_AIM:_ Please reproduce every one of the records below, keeping each line character for character.

(Contour labeling entries)
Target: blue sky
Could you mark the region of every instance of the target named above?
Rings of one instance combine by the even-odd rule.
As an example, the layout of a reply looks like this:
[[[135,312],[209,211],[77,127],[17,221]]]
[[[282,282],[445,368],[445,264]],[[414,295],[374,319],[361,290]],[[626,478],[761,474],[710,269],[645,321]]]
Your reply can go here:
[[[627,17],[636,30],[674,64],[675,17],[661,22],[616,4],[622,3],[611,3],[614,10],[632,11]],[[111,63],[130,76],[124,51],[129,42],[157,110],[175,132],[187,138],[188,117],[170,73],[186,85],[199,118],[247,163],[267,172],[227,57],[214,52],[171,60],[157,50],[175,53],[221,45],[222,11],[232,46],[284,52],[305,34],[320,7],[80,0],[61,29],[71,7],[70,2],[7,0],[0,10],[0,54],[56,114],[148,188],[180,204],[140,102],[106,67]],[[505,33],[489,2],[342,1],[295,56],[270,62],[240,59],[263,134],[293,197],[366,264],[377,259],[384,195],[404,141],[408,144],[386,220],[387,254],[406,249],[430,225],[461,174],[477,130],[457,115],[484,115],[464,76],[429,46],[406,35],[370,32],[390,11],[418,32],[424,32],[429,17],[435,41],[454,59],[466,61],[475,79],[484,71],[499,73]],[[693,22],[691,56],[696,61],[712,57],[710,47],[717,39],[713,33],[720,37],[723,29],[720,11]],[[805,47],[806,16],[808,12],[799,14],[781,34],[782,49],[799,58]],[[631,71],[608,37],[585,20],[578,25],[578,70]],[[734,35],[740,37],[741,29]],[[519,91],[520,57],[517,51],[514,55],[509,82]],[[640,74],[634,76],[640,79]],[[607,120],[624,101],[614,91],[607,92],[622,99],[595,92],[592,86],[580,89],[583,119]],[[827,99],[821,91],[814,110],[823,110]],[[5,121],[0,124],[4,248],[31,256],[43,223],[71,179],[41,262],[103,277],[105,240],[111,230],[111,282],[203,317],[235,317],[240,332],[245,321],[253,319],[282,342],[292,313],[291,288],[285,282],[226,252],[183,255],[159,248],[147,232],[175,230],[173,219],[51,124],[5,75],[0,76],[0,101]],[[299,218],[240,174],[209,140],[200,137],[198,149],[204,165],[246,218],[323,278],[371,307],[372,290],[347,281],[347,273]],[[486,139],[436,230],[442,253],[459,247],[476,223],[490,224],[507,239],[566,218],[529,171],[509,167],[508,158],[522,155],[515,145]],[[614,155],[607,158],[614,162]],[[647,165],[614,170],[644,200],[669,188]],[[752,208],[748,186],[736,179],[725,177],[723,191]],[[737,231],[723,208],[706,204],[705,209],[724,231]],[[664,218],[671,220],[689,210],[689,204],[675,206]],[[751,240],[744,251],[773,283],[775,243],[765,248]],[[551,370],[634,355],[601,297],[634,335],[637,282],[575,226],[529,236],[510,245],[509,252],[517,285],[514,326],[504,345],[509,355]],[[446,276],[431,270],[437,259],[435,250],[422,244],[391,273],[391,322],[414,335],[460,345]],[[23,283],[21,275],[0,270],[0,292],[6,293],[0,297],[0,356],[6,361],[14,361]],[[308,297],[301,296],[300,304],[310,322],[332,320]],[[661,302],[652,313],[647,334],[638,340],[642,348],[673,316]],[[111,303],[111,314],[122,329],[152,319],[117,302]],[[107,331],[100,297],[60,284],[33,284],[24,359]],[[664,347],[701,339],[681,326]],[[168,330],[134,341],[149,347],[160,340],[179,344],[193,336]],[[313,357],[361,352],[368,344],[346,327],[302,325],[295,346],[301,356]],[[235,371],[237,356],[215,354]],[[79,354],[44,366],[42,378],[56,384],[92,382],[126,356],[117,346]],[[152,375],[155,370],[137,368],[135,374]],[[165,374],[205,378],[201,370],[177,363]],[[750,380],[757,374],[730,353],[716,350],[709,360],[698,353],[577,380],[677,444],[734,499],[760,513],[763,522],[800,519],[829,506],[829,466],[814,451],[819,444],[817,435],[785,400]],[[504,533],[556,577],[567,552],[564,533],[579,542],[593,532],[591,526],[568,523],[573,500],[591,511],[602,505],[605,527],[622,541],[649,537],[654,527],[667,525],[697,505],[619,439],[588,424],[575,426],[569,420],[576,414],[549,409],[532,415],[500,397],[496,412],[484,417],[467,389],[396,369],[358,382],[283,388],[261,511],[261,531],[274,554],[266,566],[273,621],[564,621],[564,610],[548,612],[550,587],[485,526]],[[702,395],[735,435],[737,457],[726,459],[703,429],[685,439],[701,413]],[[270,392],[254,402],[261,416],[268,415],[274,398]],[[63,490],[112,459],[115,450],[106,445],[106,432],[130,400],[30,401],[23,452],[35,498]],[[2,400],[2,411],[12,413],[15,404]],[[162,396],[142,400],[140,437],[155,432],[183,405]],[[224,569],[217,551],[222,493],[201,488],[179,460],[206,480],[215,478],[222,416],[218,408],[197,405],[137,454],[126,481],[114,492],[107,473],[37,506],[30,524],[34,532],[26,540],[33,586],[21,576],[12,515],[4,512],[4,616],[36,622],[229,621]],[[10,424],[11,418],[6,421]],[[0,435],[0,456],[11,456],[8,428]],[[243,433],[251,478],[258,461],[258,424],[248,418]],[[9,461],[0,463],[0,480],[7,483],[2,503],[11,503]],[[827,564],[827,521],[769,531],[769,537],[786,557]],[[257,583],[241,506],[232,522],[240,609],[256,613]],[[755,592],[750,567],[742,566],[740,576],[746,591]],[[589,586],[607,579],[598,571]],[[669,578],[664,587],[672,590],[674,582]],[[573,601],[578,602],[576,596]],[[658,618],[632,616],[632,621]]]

_FINISHED EXERCISE:_
Target: blue sky
Could you mark the region of every instance of the target named above?
Rings of one instance combine by the even-odd rule.
As an example, the layout of a reply looks like this:
[[[135,312],[209,211],[77,127],[17,221]]]
[[[282,282],[445,368],[445,264]],[[414,295],[374,319],[361,290]],[[626,478],[761,474],[710,269],[645,321]]]
Your reply can go here:
[[[627,17],[636,30],[674,64],[675,17],[661,22],[616,4],[622,3],[611,3],[614,10],[632,11]],[[111,63],[130,76],[124,51],[129,42],[157,110],[175,132],[187,138],[188,117],[170,73],[186,85],[199,118],[247,163],[267,172],[227,57],[214,52],[171,60],[157,50],[175,53],[221,45],[222,11],[232,46],[284,52],[305,34],[320,7],[80,0],[61,29],[71,7],[70,2],[7,0],[0,10],[0,54],[56,114],[148,188],[180,204],[140,102],[106,67]],[[505,33],[489,2],[342,1],[295,56],[270,62],[240,59],[263,134],[293,197],[366,264],[377,259],[384,195],[404,141],[408,144],[386,220],[387,254],[406,249],[430,225],[461,174],[477,130],[457,115],[484,115],[464,76],[429,46],[406,35],[370,32],[390,11],[418,32],[424,32],[429,17],[435,41],[454,59],[466,61],[475,79],[484,71],[499,73]],[[693,22],[691,56],[696,61],[712,57],[710,47],[717,39],[713,33],[720,37],[723,29],[720,11]],[[805,47],[806,16],[808,12],[799,14],[781,34],[782,49],[799,58]],[[631,71],[608,37],[585,20],[578,25],[578,70]],[[734,35],[740,37],[741,29]],[[519,91],[520,57],[517,51],[514,55],[509,82]],[[640,74],[634,76],[640,79]],[[607,120],[624,101],[614,91],[607,92],[622,99],[595,92],[592,86],[580,89],[583,119]],[[827,99],[821,91],[814,110],[823,110]],[[5,121],[0,124],[4,248],[31,256],[43,223],[71,179],[41,262],[103,277],[105,240],[111,230],[111,282],[203,317],[235,317],[240,332],[245,321],[253,319],[282,342],[292,313],[291,288],[285,282],[226,252],[183,255],[159,248],[147,232],[175,230],[173,219],[51,124],[5,75],[0,76],[0,101]],[[299,218],[240,174],[209,140],[200,137],[198,149],[204,165],[246,218],[323,278],[371,307],[372,290],[347,281],[347,273]],[[486,139],[436,230],[442,253],[459,247],[476,223],[490,224],[507,239],[566,218],[529,171],[509,167],[508,158],[522,155],[515,145]],[[614,155],[607,158],[614,162]],[[647,165],[614,170],[644,200],[669,188]],[[752,208],[748,186],[736,179],[725,177],[723,191]],[[737,231],[723,208],[706,204],[705,209],[724,231]],[[664,218],[671,220],[689,210],[689,204],[675,206]],[[751,240],[744,251],[773,283],[775,243],[765,248]],[[551,370],[634,355],[601,297],[634,335],[637,282],[575,226],[529,236],[510,245],[509,252],[517,285],[514,326],[504,345],[509,355]],[[446,276],[431,270],[437,259],[435,250],[422,244],[391,273],[391,322],[414,335],[460,345]],[[23,283],[21,275],[0,270],[0,292],[6,293],[0,297],[0,356],[6,361],[14,361]],[[308,297],[301,296],[300,304],[310,322],[332,320]],[[661,302],[652,313],[647,334],[638,340],[642,348],[673,316]],[[111,303],[111,314],[122,329],[152,319],[117,302]],[[107,331],[100,297],[60,284],[33,284],[24,359]],[[664,347],[701,339],[681,326]],[[168,330],[134,341],[149,347],[160,340],[179,344],[193,336]],[[313,357],[361,352],[368,344],[346,327],[302,325],[295,346],[301,356]],[[235,371],[237,356],[215,354]],[[79,354],[44,366],[42,378],[56,384],[92,382],[126,356],[117,346]],[[152,375],[155,370],[137,368],[135,374]],[[165,374],[205,378],[201,370],[177,363]],[[750,380],[757,374],[730,353],[716,350],[709,360],[698,353],[577,380],[677,444],[734,499],[760,513],[763,522],[800,519],[829,506],[829,466],[814,451],[819,444],[817,435],[785,400]],[[504,533],[556,577],[567,552],[564,533],[579,542],[593,532],[591,526],[568,523],[573,500],[591,511],[602,505],[605,527],[622,541],[649,537],[654,527],[667,525],[697,505],[619,439],[588,424],[575,426],[569,420],[576,414],[549,409],[532,415],[500,397],[496,412],[484,417],[467,389],[396,369],[358,382],[283,388],[261,511],[261,531],[274,554],[266,566],[273,621],[564,621],[564,610],[548,612],[550,587],[485,526]],[[702,395],[735,435],[737,457],[726,459],[703,429],[685,439],[701,413]],[[270,392],[254,402],[261,416],[268,415],[274,398]],[[63,490],[112,459],[115,450],[106,445],[106,432],[130,400],[30,401],[23,452],[35,498]],[[2,400],[2,411],[12,413],[15,404]],[[162,396],[142,400],[140,437],[155,432],[183,405]],[[224,569],[217,551],[222,493],[201,488],[179,460],[206,480],[215,478],[222,416],[218,408],[197,405],[137,454],[126,481],[114,492],[107,473],[37,506],[30,524],[34,532],[26,540],[33,586],[21,576],[12,515],[4,512],[4,616],[36,622],[229,621]],[[10,424],[11,418],[6,421]],[[0,435],[0,456],[11,456],[8,428]],[[243,433],[251,478],[258,461],[258,424],[248,418]],[[9,461],[0,463],[0,480],[7,483],[2,503],[11,503]],[[827,564],[827,521],[769,531],[769,537],[786,557]],[[257,583],[241,506],[232,522],[240,609],[256,613]],[[755,592],[750,567],[742,566],[740,576],[746,591]],[[589,586],[607,579],[598,571]],[[669,578],[664,587],[672,590],[674,582]],[[573,601],[578,602],[576,596]],[[658,618],[632,616],[632,621]]]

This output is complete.